_Document:_
^^^^^^^^

ADVERTISEMENT

Looming Dark-Pool Caps Mean MiFID Has Yet to Hit Stock Markets

Looming Dark-Pool Caps Mean MiFID Has Yet to Hit Stock Markets

(Bloomberg) -- The first trading day under MiFID II may have been relatively subdued, but the law’s limits on dark pools, which aren’t due to kick in until next week, may prove more disruptive.

“The real story of MiFID has yet to play out,” said David Howson, chief operating officer of Cboe Global Markets Inc.’s European business, which runs the continent’s biggest dark market. “There has been no step change yet in equity markets.”

Most fund managers and traders will be forced to modify or redirect where and how they trade stocks when MiFID II’s dark-pool limits take effect on Friday, Jan. 12, the European Securities and Markets Authority said in an email. The rules that cap how much volume can be traded in dark pools will cover a massive chunk of European equities -- Rosenblatt Securities Inc. estimates 72 percent of stocks in the region will be affected by the caps, based on data compiled in late December.

There was some confusion about the exact date the limits would kick in, with some companies saying they would follow regulators’ lead.

^^^^^^^^

_Challenge A:_ Please copy the stretch of the MiFID article from "(Bloomberg) -- The" through "prove more disruptive.", with "next week" changed to "the following week".
The rows here have no connection to the MiFID article.

_The records:_

^^^^^^^^

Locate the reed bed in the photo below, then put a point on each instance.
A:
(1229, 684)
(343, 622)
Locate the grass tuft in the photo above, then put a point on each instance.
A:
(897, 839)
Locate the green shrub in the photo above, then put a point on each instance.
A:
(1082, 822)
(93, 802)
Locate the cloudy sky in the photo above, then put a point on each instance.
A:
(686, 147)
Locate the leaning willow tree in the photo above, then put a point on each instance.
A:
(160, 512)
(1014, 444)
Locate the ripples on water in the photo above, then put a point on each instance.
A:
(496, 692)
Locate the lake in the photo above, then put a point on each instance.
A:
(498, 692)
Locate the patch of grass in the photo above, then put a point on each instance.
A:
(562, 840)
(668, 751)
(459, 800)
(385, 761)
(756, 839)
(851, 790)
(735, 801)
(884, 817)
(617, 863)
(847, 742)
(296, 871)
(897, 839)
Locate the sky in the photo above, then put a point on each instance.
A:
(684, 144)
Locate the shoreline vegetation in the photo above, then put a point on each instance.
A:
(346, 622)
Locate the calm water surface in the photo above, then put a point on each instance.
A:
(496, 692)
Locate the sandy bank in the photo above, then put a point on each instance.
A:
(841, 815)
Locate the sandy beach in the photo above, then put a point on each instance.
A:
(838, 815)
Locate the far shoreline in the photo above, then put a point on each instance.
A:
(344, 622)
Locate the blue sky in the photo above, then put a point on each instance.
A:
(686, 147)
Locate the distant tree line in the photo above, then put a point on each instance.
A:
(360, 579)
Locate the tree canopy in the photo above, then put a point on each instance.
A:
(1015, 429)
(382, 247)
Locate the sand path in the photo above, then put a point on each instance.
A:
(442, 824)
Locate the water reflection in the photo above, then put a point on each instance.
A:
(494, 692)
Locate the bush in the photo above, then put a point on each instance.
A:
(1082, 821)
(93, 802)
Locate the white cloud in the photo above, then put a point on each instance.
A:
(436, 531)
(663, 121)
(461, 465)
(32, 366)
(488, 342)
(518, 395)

^^^^^^^^

_Challenge B:_ Find and copy every row that contains the word "shoreline".

_Correct response A:_
(Bloomberg) -- The first trading day under MiFID II may have been relatively subdued, but the law’s limits on dark pools, which aren’t due to kick in until the following week, may prove more disruptive.

_Correct response B:_
Locate the shoreline vegetation in the photo above, then put a point on each instance.
Locate the far shoreline in the photo above, then put a point on each instance.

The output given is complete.